Cita parola per parola, dal brano su Catone, tutto quello che va da "CONCLUSIONE" giù fino a "per l’attività politica.".

-------- BRANO PROPOSTO

Tra le conseguenze pratiche dello spirito nuovo che si diffuse tra i romani, vi furono: l’aumento dei divorzi, la pratica del celibato, il libertinaggio della gioventù, l’avidità dei guadagni, la diffusione dei culti orgiastici orientali, contro i quali venne emesso uno specifico emendamento da parte del Senato, finalizzato a ridurli. Catone sicuramente contribuì in modo eccelso ad arginare la decadenza della migliore romanità, ponendosi quale ostacolo tenacissimo ai moti sovversivi che gli si pararono innanzi.
CONCLUSIONE
Da questa sintesi della vita di Catone e delle sue principali battaglie, emerge la figura di un uomo che potremmo definire integro e “integrale”: Catone fu un capace combattente, un ottimo senatore, un severo magistrato, un erudito scrittore, un premuroso pater familias, un agricoltore, un sacerdote; riuscì a riassumere in sé, con la massima serietà ed applicazione, tutte quelle funzioni che un vero e nobile romano, radicato nel mos maiorum, doveva sforzarsi di incarnare. In particolare le virtù dell’agricoltore, il coraggio del combattente e lo zelo per l’attività politica.

----------------
-------- VOCI FORNITE

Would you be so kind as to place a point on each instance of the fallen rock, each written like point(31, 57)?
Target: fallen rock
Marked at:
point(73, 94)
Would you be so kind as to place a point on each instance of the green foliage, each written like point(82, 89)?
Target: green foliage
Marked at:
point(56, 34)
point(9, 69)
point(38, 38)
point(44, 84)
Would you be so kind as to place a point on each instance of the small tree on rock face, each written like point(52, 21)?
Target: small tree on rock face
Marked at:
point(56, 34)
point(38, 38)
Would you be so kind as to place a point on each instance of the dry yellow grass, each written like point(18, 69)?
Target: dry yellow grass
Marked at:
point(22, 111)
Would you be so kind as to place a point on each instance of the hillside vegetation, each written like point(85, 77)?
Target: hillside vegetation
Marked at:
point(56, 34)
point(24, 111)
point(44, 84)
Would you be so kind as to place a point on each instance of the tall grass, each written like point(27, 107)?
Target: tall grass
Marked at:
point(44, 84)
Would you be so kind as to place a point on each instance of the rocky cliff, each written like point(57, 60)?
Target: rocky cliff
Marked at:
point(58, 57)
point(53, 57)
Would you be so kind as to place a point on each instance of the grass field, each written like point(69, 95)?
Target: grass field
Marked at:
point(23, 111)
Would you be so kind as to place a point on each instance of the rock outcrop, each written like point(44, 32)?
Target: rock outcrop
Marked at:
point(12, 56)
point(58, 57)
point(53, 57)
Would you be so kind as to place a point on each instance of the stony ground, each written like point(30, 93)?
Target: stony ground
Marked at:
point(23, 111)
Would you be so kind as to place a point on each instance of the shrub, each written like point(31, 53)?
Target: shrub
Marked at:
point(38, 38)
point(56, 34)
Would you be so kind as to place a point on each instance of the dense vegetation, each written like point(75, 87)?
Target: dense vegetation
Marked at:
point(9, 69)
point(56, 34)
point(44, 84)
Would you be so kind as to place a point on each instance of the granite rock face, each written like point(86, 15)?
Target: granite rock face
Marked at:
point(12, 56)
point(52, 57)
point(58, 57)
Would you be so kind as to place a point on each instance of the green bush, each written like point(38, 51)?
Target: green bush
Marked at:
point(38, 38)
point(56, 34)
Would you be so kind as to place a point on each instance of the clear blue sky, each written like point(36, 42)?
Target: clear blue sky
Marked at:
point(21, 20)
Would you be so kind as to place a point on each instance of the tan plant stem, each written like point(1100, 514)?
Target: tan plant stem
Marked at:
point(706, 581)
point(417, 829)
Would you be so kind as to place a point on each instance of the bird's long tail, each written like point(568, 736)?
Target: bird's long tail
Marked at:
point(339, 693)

----------------

(RISULTATO DELL'ESERCIZIO)
CONCLUSIONE
Da questa sintesi della vita di Catone e delle sue principali battaglie, emerge la figura di un uomo che potremmo definire integro e “integrale”: Catone fu un capace combattente, un ottimo senatore, un severo magistrato, un erudito scrittore, un premuroso pater familias, un agricoltore, un sacerdote; riuscì a riassumere in sé, con la massima serietà ed applicazione, tutte quelle funzioni che un vero e nobile romano, radicato nel mos maiorum, doveva sforzarsi di incarnare. In particolare le virtù dell’agricoltore, il coraggio del combattente e lo zelo per l’attività politica.